◆ WHAT IS EXPECTED: What is needed is an exact repeat of the entries, with no pictures in it.

[Natural language region descriptions]
-*-

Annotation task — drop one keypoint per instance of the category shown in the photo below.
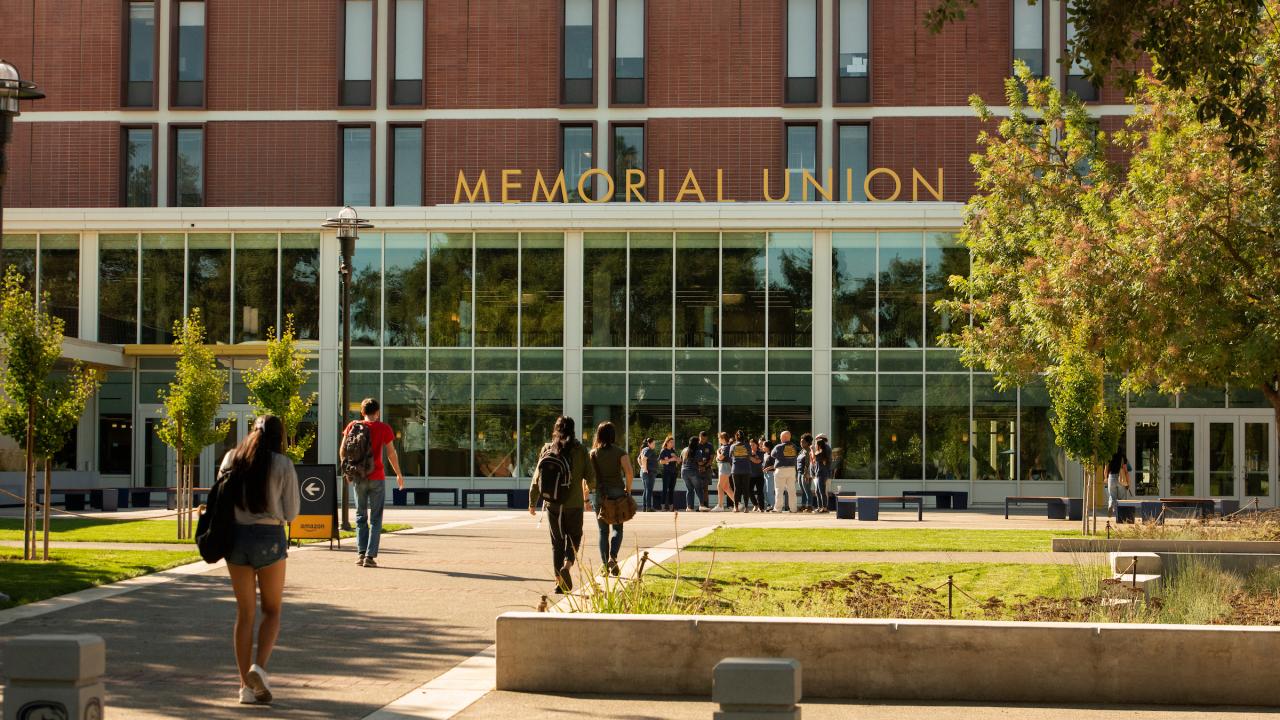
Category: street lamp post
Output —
(12, 90)
(348, 226)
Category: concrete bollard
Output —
(757, 688)
(54, 677)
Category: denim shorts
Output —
(257, 546)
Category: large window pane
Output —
(59, 278)
(743, 404)
(118, 287)
(604, 290)
(356, 165)
(650, 409)
(542, 296)
(449, 425)
(900, 443)
(496, 425)
(209, 282)
(576, 144)
(405, 409)
(256, 276)
(138, 168)
(853, 283)
(300, 282)
(901, 290)
(946, 411)
(604, 397)
(650, 290)
(405, 274)
(1041, 459)
(163, 265)
(790, 290)
(743, 294)
(188, 167)
(853, 437)
(366, 290)
(542, 400)
(854, 150)
(451, 290)
(995, 417)
(497, 290)
(407, 162)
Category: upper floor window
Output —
(577, 83)
(801, 83)
(188, 167)
(406, 165)
(407, 58)
(627, 155)
(1029, 35)
(629, 37)
(576, 153)
(188, 39)
(1075, 81)
(357, 164)
(138, 163)
(140, 51)
(357, 58)
(855, 58)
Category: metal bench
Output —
(1056, 507)
(946, 499)
(421, 496)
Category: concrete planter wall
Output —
(912, 660)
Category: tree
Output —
(33, 405)
(1206, 46)
(191, 405)
(275, 388)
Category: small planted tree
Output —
(36, 408)
(191, 404)
(275, 388)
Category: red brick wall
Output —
(490, 146)
(77, 51)
(910, 65)
(493, 53)
(705, 53)
(64, 165)
(926, 144)
(272, 55)
(741, 146)
(270, 163)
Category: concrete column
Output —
(54, 677)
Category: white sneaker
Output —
(259, 683)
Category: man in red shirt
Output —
(371, 491)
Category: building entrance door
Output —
(1197, 454)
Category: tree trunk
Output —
(49, 482)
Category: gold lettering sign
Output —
(634, 182)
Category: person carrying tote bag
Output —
(613, 501)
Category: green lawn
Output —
(120, 531)
(794, 588)
(69, 570)
(839, 540)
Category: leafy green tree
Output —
(275, 388)
(35, 405)
(191, 405)
(1208, 48)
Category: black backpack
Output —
(553, 475)
(357, 452)
(215, 529)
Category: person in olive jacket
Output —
(565, 518)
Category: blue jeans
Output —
(370, 497)
(693, 488)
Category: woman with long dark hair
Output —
(263, 479)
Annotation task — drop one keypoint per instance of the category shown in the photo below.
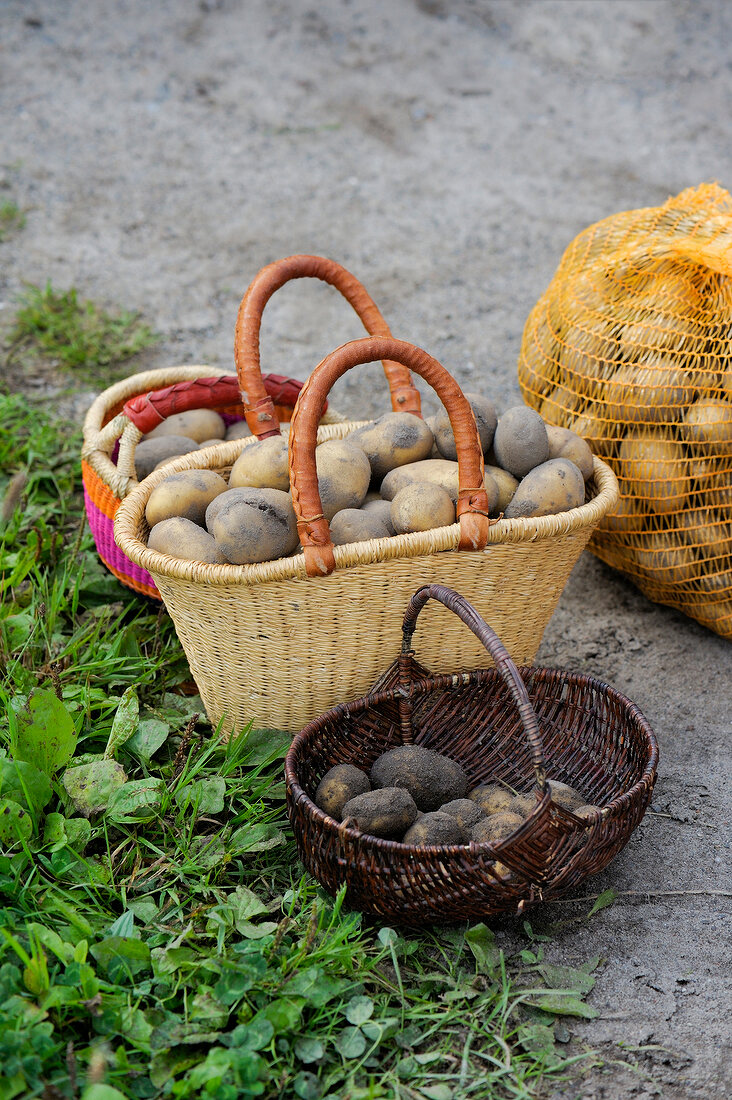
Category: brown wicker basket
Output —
(504, 724)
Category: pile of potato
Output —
(393, 476)
(422, 798)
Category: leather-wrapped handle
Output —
(472, 506)
(258, 404)
(148, 410)
(505, 667)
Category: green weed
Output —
(11, 218)
(157, 937)
(77, 334)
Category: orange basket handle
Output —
(259, 406)
(488, 637)
(472, 506)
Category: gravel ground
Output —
(446, 153)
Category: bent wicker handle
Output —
(148, 410)
(488, 637)
(258, 404)
(472, 502)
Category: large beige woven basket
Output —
(275, 646)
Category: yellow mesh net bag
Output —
(630, 347)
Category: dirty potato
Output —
(182, 538)
(393, 440)
(339, 784)
(435, 828)
(552, 487)
(388, 812)
(258, 527)
(187, 494)
(430, 778)
(196, 424)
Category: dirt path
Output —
(446, 153)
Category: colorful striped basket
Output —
(121, 415)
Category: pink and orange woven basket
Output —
(121, 415)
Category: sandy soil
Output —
(446, 153)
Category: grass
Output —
(11, 218)
(76, 334)
(157, 935)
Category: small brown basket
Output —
(505, 725)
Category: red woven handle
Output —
(260, 413)
(488, 637)
(472, 502)
(148, 410)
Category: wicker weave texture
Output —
(630, 347)
(592, 738)
(268, 644)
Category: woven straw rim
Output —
(615, 809)
(130, 520)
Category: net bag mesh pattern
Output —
(630, 348)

-*-

◆ TASK ANSWER:
Annotation task — drop one keypoint per instance of the category shown in the photo below.
Category: street lamp post
Output —
(12, 90)
(348, 226)
Category: concrete bollard
Output —
(757, 688)
(54, 677)
Category: denim shorts
Output —
(257, 546)
Category: large window pane
Output —
(59, 278)
(743, 404)
(118, 287)
(604, 290)
(356, 165)
(650, 409)
(542, 296)
(449, 425)
(900, 443)
(496, 425)
(209, 282)
(576, 144)
(405, 409)
(256, 276)
(138, 168)
(853, 283)
(300, 282)
(901, 290)
(946, 411)
(604, 397)
(650, 290)
(405, 274)
(1041, 459)
(163, 265)
(790, 290)
(743, 294)
(188, 167)
(853, 437)
(366, 290)
(542, 400)
(854, 150)
(451, 290)
(995, 417)
(497, 290)
(407, 162)
Category: upper floor window
Output —
(577, 83)
(801, 83)
(188, 167)
(406, 165)
(407, 58)
(627, 155)
(1029, 35)
(629, 37)
(576, 153)
(188, 39)
(1075, 81)
(357, 164)
(138, 163)
(140, 51)
(357, 58)
(855, 58)
Category: metal bench
Output —
(1056, 507)
(946, 499)
(421, 496)
Category: concrete planter wall
Output —
(912, 660)
Category: tree
Output —
(33, 405)
(1206, 46)
(191, 405)
(275, 388)
Category: small planted tree
Output —
(36, 408)
(191, 404)
(275, 388)
Category: red brick wall
Output —
(490, 146)
(77, 51)
(910, 65)
(493, 53)
(705, 53)
(64, 165)
(926, 144)
(272, 55)
(741, 146)
(270, 163)
Category: concrete column
Output —
(54, 677)
Category: white sneaker
Output —
(259, 683)
Category: man in red shirt
Output —
(371, 491)
Category: building entrance door
Output —
(1197, 454)
Category: tree trunk
Output —
(49, 482)
Category: gold lettering sign
Output —
(634, 182)
Category: person carrying tote bag
Output —
(613, 501)
Category: green lawn
Output —
(120, 531)
(794, 588)
(69, 570)
(839, 540)
Category: leafy green tree
Output —
(275, 388)
(35, 405)
(191, 405)
(1208, 48)
Category: black backpack
Output —
(553, 475)
(357, 452)
(215, 529)
Category: person in olive jacket
Output —
(565, 518)
Category: blue jeans
Output —
(370, 497)
(693, 488)
Category: woman with long dark hair
Output —
(263, 479)
Annotation task — drop one keypoint per instance of the category shown in the photo below.
Category: brown wicker basket
Output —
(504, 724)
Category: pile of potato
Output —
(393, 476)
(422, 798)
Category: leather-wrapped handle
Output —
(472, 506)
(258, 404)
(148, 410)
(505, 667)
Category: green weed
Output —
(11, 218)
(157, 937)
(77, 334)
Category: orange basket handle
Output —
(259, 406)
(488, 637)
(472, 506)
Category: gravel ground
Output —
(446, 153)
Category: bent wicker handle
Output —
(148, 410)
(488, 637)
(258, 404)
(472, 502)
Category: large beige woven basket
Output —
(275, 646)
Category: yellow mesh net bag
Output —
(630, 347)
Category: dirty potato
Output —
(182, 538)
(393, 440)
(339, 784)
(435, 828)
(552, 487)
(388, 812)
(258, 527)
(187, 494)
(430, 778)
(196, 424)
Category: dirt path
Output —
(446, 153)
Category: colorful striped basket
Output —
(121, 415)
Category: pink and orange woven basket
Output —
(121, 415)
Category: sandy soil
Output —
(446, 153)
Category: grass
Output —
(11, 218)
(76, 334)
(157, 935)
Category: small brown basket
Output —
(505, 725)
Category: red woven handle
Output —
(260, 413)
(488, 637)
(472, 502)
(148, 410)
Category: wicker weave texture
Output —
(630, 347)
(592, 738)
(268, 644)
Category: woven straw rim
Output —
(615, 809)
(130, 520)
Category: net bag mesh pattern
Output —
(630, 348)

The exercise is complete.